- Aim of the exercise:
The lines from the start of the data up to and including the one with "with curly brown" should be returned exactly, and nothing else.

::: Record extracts :::

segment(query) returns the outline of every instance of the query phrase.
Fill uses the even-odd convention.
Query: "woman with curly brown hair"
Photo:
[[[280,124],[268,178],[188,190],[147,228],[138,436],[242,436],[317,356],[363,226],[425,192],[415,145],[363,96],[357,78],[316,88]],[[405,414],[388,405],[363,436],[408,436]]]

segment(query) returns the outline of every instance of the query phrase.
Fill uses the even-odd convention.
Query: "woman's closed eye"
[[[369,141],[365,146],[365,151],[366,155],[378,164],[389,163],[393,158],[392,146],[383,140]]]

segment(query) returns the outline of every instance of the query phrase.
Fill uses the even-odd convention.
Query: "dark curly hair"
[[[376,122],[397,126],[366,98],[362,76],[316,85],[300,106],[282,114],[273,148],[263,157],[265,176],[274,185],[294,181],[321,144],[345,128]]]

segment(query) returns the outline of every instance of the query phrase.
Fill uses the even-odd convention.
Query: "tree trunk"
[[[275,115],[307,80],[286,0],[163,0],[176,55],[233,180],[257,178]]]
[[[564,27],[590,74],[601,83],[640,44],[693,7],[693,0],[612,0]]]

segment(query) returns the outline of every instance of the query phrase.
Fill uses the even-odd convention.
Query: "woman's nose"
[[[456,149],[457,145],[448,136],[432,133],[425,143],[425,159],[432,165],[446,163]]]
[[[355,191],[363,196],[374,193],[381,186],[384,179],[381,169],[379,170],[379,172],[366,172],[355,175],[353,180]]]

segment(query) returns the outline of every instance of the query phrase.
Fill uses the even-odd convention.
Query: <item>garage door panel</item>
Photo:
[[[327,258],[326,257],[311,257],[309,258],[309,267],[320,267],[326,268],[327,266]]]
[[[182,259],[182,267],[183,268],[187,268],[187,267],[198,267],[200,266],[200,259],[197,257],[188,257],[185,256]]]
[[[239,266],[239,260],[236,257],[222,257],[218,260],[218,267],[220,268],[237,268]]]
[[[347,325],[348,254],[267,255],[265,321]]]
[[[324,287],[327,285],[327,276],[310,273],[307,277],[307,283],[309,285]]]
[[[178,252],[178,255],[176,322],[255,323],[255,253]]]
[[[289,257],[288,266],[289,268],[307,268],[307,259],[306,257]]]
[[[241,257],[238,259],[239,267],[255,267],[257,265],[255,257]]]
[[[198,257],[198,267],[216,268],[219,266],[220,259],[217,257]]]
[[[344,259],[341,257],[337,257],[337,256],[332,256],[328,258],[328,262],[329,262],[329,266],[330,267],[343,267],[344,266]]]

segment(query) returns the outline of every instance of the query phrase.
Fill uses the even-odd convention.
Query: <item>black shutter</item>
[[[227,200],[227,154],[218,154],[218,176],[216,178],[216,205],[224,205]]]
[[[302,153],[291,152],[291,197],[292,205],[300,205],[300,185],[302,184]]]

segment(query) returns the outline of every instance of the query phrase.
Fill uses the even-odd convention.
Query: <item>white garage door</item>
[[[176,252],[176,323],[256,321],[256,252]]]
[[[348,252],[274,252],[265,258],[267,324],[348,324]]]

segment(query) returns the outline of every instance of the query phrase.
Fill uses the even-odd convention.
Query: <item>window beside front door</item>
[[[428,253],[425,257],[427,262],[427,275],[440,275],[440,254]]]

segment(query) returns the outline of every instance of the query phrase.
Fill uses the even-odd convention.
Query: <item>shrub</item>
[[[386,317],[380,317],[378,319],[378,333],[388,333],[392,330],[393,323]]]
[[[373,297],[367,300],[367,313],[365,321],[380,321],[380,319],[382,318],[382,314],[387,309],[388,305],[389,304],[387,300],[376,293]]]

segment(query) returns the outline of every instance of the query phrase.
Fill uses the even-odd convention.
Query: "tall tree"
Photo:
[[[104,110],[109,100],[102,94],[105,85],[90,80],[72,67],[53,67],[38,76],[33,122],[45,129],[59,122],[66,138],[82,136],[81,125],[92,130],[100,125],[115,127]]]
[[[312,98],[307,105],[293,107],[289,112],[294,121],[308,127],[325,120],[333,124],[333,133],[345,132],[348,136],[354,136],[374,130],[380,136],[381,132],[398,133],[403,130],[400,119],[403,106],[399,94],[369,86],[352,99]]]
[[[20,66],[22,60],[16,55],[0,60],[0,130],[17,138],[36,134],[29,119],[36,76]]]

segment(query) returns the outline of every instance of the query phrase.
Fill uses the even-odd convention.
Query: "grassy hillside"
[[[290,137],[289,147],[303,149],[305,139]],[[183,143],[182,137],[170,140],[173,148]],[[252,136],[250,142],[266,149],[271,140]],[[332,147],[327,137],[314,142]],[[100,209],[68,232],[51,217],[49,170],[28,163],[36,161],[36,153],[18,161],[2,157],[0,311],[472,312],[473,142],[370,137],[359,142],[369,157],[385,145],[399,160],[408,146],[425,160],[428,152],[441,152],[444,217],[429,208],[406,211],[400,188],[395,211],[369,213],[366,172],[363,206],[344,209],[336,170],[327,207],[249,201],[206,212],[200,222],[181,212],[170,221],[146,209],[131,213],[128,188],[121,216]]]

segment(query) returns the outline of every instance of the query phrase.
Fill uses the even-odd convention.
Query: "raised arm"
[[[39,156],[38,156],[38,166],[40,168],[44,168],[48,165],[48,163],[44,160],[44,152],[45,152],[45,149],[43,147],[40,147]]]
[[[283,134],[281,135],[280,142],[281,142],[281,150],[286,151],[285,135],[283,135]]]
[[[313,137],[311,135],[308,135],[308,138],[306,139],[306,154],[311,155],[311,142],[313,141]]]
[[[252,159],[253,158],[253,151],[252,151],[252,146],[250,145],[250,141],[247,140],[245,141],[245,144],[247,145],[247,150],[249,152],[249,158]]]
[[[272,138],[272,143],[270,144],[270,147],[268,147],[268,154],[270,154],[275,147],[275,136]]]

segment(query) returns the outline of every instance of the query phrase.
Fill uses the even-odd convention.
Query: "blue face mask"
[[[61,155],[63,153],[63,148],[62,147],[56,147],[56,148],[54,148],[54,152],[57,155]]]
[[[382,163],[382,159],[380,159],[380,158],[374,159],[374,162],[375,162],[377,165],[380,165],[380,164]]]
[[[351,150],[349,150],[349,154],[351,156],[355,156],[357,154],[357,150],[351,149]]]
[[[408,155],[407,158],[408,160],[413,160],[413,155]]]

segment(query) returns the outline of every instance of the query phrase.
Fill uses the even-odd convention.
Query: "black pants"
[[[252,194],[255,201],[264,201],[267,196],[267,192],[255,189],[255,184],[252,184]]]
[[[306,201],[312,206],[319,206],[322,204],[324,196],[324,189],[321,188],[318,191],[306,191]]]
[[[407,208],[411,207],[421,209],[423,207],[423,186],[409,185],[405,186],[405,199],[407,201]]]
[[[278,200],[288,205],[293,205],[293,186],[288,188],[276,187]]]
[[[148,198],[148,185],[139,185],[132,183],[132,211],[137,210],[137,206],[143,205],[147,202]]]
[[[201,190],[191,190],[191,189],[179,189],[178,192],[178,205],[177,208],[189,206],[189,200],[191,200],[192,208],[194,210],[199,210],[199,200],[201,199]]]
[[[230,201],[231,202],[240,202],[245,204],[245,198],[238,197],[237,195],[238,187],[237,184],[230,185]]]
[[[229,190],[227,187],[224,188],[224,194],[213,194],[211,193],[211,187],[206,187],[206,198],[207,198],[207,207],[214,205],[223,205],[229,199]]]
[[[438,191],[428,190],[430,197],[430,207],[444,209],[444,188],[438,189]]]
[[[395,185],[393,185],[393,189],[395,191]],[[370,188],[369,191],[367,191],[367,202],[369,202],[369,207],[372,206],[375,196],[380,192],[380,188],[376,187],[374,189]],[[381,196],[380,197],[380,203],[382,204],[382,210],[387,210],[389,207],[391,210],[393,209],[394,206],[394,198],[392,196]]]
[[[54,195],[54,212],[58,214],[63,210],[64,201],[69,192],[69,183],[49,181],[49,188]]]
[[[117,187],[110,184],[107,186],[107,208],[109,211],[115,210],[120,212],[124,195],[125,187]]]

:::

- Written answer:
segment(query) returns the outline of every instance of the query phrase.
Fill uses the even-odd convention.
Query: "woman with curly brown hair"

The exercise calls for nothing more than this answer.